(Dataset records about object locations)
_____

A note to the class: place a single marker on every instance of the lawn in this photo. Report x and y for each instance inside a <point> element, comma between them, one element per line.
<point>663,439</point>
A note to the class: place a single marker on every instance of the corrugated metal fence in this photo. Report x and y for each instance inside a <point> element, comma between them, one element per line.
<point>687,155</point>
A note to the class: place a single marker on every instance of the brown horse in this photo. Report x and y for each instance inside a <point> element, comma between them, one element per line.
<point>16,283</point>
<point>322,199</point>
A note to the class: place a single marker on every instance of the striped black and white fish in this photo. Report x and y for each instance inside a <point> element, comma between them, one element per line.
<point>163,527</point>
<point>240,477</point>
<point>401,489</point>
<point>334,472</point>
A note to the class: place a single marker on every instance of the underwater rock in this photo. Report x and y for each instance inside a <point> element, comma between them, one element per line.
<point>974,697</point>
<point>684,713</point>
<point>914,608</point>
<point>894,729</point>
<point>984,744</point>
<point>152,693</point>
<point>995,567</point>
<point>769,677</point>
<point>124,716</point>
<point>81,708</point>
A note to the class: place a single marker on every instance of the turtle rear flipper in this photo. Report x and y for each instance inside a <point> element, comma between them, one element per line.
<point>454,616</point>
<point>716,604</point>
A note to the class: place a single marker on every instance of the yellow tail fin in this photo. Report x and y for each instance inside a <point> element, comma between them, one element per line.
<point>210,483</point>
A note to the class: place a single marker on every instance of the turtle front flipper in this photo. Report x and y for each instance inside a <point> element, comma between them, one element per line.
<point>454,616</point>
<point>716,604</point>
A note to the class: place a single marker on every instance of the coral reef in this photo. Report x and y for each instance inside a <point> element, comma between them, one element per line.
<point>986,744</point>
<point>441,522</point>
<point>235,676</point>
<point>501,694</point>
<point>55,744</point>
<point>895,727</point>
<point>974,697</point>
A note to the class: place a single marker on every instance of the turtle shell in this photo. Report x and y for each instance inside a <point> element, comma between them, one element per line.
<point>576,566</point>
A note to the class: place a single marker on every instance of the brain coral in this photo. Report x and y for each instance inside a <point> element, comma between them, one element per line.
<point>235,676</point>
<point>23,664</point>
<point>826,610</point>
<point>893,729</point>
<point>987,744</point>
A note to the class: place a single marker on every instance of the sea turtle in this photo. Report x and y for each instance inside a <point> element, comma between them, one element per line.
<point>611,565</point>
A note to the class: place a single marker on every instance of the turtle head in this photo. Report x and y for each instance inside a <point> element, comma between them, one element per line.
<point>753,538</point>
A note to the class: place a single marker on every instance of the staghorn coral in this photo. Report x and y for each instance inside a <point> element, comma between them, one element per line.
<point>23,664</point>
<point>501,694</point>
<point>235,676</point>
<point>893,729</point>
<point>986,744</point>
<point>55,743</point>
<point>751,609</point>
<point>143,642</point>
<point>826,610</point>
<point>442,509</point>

_____

* **Short problem**: Repeat all of the records above exactly as they appear.

* **The result**:
A note to the class: place a single marker on every instance of the lawn in this photo. Report x and y for each instance inside a <point> element, comma between them, one element per line.
<point>663,439</point>
A note to the class: place a single marker on every instance of the corrugated metal fence in this photo. Report x and y for each instance inside a <point> element, comma between them, one element per line.
<point>687,155</point>
A note to the class: place a single marker on every instance of the brown horse in this photo. Report x and y for each instance inside a <point> element, comma between them, one element per line.
<point>16,283</point>
<point>322,199</point>
A note to the class: place a single marker on every instance of the striped black and white fish in this photo. Report x and y for each instance inside a <point> element, comma between them, one element per line.
<point>163,527</point>
<point>240,477</point>
<point>401,489</point>
<point>334,472</point>
A note to the class: place a single marker on every instance of the underwater rock in this photo. Report x and y for each instance inside a <point> element, comma between them, one element per line.
<point>974,697</point>
<point>684,713</point>
<point>914,608</point>
<point>894,729</point>
<point>984,744</point>
<point>152,693</point>
<point>995,567</point>
<point>769,677</point>
<point>124,716</point>
<point>81,708</point>
A note to the class: place a single marker on every instance of the turtle rear flipper in this photo. Report x and y for each instance inside a <point> element, comma between them, one element per line.
<point>454,616</point>
<point>716,604</point>
A note to the class: place a single marker on every instance of the yellow tail fin in this photo. Report x and y for each instance inside a <point> element, comma between them, one element per line.
<point>210,483</point>
A note to the class: place a single marker on every instance of the turtle front flipper in this photo. Report x and y for each instance inside a <point> element, comma between them, one element per line.
<point>454,616</point>
<point>716,604</point>
A note to the class: place a single marker on every instance of the coral reef in this photo. Report x and y for each instance inside a <point> element, comma between them, one element per line.
<point>986,744</point>
<point>441,522</point>
<point>235,676</point>
<point>501,694</point>
<point>55,744</point>
<point>895,727</point>
<point>974,697</point>
A note to the class: place a single marker on every instance of the turtle shell in this photo. Report x and y for each instance inside a <point> element, comma between them, one element per line.
<point>576,566</point>
A note to the class: place a single marker on every instance of the brain coral in this photo. Report x and y for each instance inside a <point> element, comma between them, one element per line.
<point>235,676</point>
<point>23,664</point>
<point>826,610</point>
<point>893,729</point>
<point>987,744</point>
A note to the class: place a single marker on every instance of the sea turtle in this photo. Report x and y for each instance inside a <point> element, comma between them, one element per line.
<point>611,565</point>
A note to the class: place a single marker on every instance of the turtle head in this photo. Report x and y for each instance inside a <point> element, comma between them, one element per line.
<point>753,538</point>
A note to the class: place a single marker on every instance of the staghorn coral in this photo. Report x and y for each instance inside a <point> element, comma between them, one element per line.
<point>23,664</point>
<point>501,694</point>
<point>235,676</point>
<point>893,729</point>
<point>986,744</point>
<point>55,743</point>
<point>751,609</point>
<point>143,642</point>
<point>826,610</point>
<point>442,509</point>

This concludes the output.